- [What you should do]
In the article about the American Sign Language Bible, translate this sentence into Spanish: "The ASL Bible app shows videos of men in suits who sign through the books of the Bible verse by verse."

**** Document section ****

A man signs John 3:16 in a video that is a part of the Jehovah’s Witnesses’ American Sign Language Bible app offered for Windows and mobile devices, St. George, Utah, March 4, 2021 | Photo by Mori Kessler, St. George News

For deaf members of the Jehovah’s Witnesses, this was a part of the experience for many years until technology enabled the church to translate and share the Bible entirely in American Sign Language.

“I got to watch my mom relearn the Bible and relearn about Jehovah God,” Darry Bullard, of St. George, said of his mother’s experience with the Jehovah’s Witnesses’ ASL Bible.

“To get even a deeper relationship with our God that way and to deepen her faith and understanding more clearly… it’s been wonderful to watch,” he said.

In February 2020, the church announced that is had completed a translation of the whole of the Bible – of Old and New Testament – into American Sign Language. As far as the Jehovah’s Witnesses are aware, it is considered the first complete version of the religious tome translated into ASL as well.

The Jehovah’s Witnesses’ ASL translation of the Bible is readily available on the church’s ASL website, through a series of online videos, as well as for download for Windows, as well as for Apple and Google (Android) mobile devices. The ASL Bible app shows videos of men in suits who sign through the books of the Bible verse by verse.

“It is amazing,” Bullard said as he shared his mother’s experience as a deaf individual who joined the faith and how she learned the Bible through the aid of others.

Barry Bullard, a member of the Jehovah’s Witnesses, shared his mother’s experiences as a deaf individual and what gaining access to the Bible in American Sign Language has been like for her, St. George, Utah, Feb. 12, 2021 | Photo by Mori Kessler, St. George News

Bullard’s mother joined the Jehovah’s Witnesses in the 1960s, long before resources were readily available in ASL. At the time, she was able to learn and study with the Witnesses through others writing notes for her to read or sign language interpreters who weren’t always able to accurately express the meaning behind what was being taught.

**** Data supplied ****

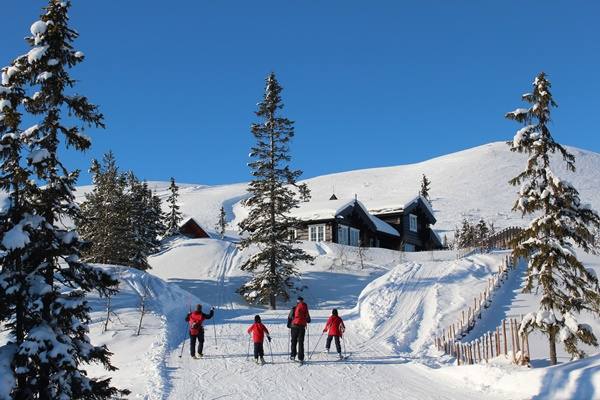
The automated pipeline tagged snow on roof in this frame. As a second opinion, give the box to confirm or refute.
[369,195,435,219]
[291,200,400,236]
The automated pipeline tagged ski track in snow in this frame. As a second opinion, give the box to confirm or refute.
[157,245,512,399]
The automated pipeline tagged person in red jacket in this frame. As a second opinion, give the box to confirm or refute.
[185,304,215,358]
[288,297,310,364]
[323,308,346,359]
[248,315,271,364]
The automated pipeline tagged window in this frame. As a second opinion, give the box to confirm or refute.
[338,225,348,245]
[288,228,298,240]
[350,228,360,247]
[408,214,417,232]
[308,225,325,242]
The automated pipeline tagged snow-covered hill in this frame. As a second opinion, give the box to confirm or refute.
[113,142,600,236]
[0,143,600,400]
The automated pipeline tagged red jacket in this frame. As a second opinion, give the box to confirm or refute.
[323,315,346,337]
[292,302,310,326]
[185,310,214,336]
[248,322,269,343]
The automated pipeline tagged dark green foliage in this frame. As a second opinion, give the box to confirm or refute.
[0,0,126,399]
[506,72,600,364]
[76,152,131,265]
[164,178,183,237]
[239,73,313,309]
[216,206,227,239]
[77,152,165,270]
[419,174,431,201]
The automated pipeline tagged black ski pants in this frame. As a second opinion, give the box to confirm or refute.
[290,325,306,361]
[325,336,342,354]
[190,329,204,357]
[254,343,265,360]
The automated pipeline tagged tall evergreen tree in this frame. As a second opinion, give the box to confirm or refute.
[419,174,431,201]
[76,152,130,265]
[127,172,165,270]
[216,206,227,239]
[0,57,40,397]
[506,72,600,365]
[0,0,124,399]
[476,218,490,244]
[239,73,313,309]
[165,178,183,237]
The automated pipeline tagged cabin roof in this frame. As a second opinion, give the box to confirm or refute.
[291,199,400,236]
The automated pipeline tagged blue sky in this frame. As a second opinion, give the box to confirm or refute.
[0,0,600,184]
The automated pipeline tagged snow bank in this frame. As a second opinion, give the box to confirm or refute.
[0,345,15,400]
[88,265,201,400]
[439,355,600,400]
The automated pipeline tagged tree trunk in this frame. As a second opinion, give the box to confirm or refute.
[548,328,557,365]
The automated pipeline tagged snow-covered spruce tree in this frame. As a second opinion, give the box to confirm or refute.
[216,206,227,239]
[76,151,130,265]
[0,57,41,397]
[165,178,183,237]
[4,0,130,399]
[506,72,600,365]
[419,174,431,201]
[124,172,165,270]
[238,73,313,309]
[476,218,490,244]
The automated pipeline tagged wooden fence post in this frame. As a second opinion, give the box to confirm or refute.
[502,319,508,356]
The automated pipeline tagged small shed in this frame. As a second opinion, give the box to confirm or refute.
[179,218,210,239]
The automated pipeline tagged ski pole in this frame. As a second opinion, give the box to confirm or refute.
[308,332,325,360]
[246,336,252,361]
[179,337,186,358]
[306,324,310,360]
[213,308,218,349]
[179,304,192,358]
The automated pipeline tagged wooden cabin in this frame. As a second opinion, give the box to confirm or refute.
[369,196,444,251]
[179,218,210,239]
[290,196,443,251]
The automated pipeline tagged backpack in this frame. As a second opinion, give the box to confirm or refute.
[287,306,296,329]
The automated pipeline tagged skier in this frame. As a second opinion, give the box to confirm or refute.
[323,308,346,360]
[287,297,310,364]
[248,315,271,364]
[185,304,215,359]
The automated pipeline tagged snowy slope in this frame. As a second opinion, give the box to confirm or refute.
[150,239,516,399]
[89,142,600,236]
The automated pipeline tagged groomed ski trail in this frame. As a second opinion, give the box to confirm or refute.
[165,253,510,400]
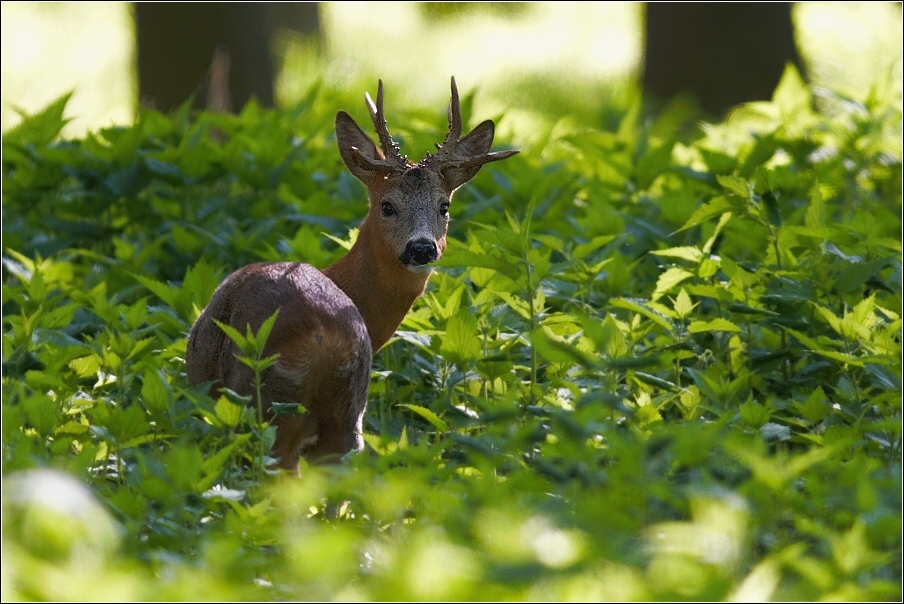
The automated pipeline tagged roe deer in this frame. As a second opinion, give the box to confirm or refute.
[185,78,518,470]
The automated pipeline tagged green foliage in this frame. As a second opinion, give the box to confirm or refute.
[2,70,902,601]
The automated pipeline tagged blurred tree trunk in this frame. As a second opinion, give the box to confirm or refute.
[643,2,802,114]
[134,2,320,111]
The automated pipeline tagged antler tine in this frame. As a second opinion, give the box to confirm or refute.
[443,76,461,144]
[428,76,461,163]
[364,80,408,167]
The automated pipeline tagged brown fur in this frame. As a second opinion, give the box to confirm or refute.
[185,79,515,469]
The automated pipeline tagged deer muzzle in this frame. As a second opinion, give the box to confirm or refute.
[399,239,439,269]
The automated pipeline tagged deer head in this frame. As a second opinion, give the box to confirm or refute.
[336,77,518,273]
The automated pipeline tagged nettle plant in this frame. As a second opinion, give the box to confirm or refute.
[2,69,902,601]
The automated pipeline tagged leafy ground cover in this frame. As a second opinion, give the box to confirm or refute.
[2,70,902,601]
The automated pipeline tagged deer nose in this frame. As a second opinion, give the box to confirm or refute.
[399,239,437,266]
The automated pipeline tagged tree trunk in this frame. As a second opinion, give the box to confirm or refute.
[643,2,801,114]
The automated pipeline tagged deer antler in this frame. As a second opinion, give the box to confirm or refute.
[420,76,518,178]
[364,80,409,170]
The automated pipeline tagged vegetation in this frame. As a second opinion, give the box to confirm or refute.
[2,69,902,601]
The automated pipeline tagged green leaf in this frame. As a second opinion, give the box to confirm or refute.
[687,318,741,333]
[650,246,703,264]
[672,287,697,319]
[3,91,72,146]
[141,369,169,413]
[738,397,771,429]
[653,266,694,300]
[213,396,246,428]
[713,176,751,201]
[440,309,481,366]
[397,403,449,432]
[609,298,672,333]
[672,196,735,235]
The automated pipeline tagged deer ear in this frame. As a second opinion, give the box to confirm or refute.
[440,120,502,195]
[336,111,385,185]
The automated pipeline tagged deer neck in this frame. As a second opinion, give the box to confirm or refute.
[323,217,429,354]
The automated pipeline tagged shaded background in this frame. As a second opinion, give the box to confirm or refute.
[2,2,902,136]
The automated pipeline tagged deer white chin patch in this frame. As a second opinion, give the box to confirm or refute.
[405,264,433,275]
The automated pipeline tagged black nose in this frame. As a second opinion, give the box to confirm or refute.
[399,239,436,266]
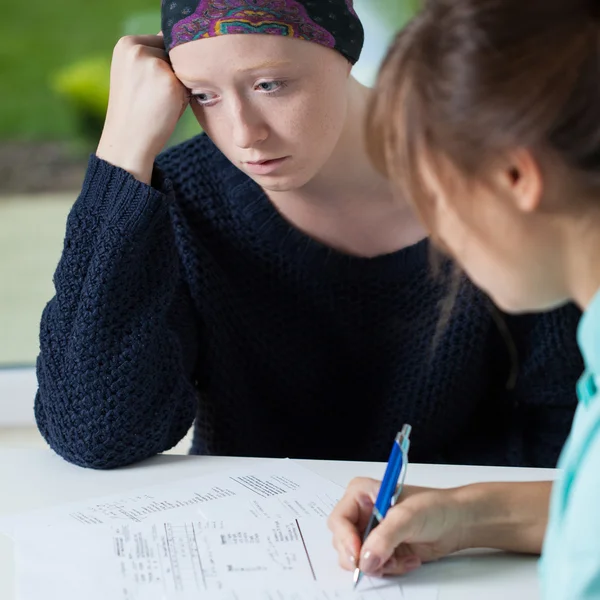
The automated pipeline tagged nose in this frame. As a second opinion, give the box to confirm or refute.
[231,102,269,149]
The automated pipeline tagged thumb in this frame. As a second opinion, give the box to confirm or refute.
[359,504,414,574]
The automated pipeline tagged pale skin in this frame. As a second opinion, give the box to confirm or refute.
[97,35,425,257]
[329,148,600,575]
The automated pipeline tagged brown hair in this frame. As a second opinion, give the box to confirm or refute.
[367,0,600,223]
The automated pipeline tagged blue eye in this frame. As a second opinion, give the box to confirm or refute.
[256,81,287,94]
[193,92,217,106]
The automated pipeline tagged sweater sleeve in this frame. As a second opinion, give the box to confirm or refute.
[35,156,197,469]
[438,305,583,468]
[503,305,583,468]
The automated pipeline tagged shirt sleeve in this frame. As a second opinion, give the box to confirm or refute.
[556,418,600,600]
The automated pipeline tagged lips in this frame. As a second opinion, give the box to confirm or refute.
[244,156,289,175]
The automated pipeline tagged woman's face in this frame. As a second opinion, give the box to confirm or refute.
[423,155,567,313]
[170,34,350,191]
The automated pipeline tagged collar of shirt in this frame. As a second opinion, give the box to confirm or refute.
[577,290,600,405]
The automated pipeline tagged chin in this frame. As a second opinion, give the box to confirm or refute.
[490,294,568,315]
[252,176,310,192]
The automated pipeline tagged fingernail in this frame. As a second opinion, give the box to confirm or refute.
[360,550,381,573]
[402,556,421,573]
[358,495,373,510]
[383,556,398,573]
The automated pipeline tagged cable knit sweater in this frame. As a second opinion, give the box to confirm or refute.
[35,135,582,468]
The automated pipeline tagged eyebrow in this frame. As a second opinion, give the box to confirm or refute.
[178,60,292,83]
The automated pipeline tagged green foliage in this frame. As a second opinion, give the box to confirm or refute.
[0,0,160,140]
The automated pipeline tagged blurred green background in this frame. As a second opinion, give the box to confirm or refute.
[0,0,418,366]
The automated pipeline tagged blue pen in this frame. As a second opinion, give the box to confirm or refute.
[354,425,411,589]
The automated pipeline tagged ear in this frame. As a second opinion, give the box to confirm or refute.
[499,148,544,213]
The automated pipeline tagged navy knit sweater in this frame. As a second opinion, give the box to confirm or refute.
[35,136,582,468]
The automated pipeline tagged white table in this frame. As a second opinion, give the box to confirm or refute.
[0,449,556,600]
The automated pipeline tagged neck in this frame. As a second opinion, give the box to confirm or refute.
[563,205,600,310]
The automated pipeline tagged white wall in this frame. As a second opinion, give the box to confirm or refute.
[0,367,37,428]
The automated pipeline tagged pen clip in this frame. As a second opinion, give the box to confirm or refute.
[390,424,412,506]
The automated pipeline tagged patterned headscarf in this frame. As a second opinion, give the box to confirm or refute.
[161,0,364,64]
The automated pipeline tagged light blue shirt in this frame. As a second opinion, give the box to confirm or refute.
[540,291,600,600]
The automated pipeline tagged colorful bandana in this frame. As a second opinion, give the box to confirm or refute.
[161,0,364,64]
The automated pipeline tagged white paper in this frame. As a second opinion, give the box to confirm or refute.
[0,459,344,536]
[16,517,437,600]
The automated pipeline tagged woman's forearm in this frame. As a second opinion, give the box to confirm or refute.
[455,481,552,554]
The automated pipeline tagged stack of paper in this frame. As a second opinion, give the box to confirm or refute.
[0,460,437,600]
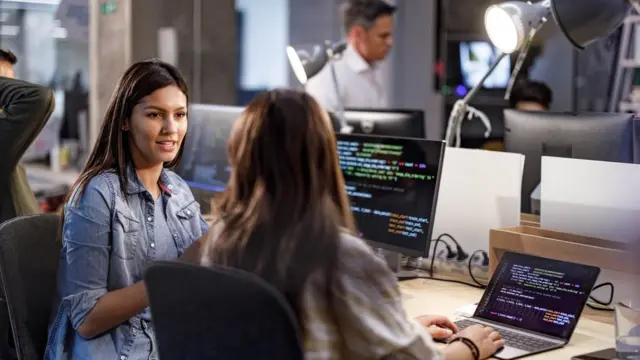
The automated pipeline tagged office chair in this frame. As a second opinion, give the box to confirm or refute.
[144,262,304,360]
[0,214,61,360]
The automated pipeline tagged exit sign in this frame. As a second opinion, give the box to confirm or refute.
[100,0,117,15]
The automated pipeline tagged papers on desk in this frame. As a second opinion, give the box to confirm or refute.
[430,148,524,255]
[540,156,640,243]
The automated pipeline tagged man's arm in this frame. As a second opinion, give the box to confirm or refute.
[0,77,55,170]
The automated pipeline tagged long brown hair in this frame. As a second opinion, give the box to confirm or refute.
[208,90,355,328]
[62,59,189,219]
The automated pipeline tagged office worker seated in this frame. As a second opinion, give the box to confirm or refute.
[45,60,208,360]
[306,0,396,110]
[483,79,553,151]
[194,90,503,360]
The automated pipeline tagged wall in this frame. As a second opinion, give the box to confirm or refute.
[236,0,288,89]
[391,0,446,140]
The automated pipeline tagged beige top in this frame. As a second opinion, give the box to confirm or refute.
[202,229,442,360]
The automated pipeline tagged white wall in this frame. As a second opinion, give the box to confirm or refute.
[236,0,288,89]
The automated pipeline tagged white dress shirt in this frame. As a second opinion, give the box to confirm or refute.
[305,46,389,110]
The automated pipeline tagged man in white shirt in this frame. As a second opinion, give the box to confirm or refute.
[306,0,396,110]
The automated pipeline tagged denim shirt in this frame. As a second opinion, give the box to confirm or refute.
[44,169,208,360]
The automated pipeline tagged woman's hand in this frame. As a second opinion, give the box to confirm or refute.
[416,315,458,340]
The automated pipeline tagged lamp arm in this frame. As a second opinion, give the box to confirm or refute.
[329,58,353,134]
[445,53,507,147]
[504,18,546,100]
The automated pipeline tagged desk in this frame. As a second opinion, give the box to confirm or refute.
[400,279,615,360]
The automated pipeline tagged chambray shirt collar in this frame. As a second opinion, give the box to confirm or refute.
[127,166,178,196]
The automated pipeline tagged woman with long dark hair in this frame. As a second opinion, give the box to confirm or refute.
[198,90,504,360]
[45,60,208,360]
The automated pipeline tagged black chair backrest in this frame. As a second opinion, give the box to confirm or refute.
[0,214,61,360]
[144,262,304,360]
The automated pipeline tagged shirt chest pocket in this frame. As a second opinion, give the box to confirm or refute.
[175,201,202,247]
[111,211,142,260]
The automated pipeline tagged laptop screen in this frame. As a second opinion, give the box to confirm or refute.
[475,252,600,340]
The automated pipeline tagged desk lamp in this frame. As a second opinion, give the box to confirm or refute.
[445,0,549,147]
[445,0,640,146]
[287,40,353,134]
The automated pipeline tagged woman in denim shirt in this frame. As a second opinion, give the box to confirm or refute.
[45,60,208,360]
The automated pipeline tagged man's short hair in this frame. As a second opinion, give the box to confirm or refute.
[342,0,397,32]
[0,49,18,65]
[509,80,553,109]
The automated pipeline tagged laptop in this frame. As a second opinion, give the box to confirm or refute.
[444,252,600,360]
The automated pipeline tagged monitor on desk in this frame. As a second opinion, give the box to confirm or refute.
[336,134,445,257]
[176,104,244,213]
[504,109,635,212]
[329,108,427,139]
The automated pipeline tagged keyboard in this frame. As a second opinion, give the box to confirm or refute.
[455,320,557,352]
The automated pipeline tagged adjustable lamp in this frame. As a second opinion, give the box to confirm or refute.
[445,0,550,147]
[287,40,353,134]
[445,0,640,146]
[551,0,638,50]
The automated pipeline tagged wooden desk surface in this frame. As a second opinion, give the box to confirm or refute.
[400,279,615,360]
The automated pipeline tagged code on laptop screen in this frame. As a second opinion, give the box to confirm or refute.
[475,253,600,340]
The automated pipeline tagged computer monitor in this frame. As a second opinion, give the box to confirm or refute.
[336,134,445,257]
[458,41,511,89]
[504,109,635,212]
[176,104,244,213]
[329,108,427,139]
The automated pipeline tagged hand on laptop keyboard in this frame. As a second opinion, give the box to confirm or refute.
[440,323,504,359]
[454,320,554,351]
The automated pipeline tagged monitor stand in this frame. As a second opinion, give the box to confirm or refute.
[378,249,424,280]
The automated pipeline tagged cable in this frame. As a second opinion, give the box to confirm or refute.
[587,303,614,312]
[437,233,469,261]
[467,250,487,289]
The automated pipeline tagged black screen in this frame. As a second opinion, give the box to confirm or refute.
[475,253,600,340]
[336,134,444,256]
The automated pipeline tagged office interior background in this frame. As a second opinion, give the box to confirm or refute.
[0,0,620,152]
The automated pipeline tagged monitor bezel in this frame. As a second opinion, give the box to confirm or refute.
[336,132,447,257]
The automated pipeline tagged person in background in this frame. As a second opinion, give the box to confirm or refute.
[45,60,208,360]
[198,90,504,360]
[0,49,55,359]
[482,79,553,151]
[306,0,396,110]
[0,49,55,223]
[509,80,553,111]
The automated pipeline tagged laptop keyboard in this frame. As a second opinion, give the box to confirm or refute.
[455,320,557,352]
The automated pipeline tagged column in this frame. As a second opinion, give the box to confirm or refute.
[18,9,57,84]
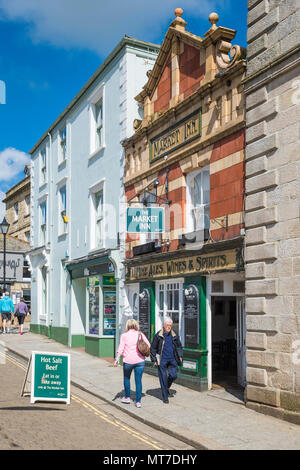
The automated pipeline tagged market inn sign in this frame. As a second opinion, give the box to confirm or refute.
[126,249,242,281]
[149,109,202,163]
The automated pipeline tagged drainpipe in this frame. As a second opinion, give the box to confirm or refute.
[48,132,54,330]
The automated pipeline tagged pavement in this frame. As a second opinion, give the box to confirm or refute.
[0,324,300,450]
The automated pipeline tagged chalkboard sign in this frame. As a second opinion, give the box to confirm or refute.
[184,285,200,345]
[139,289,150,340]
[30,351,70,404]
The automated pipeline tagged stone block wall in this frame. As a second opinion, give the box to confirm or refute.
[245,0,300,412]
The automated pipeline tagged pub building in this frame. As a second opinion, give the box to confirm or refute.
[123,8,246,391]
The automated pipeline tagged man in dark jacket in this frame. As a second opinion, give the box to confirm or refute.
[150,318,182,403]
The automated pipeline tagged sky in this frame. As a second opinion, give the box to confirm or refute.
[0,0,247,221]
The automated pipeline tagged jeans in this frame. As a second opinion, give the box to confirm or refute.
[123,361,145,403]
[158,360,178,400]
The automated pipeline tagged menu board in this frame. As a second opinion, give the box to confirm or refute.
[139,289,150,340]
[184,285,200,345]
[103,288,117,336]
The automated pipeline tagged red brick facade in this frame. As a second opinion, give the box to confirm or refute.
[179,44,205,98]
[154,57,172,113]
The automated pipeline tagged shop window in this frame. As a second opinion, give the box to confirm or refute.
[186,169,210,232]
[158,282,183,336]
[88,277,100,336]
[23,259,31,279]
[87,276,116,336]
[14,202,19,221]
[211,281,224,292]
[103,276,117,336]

****

- [Exercise solution]
La aplicación de la Biblia en ASL muestra videos de hombres de traje que recorren en señas los libros de la Biblia versículo por versículo.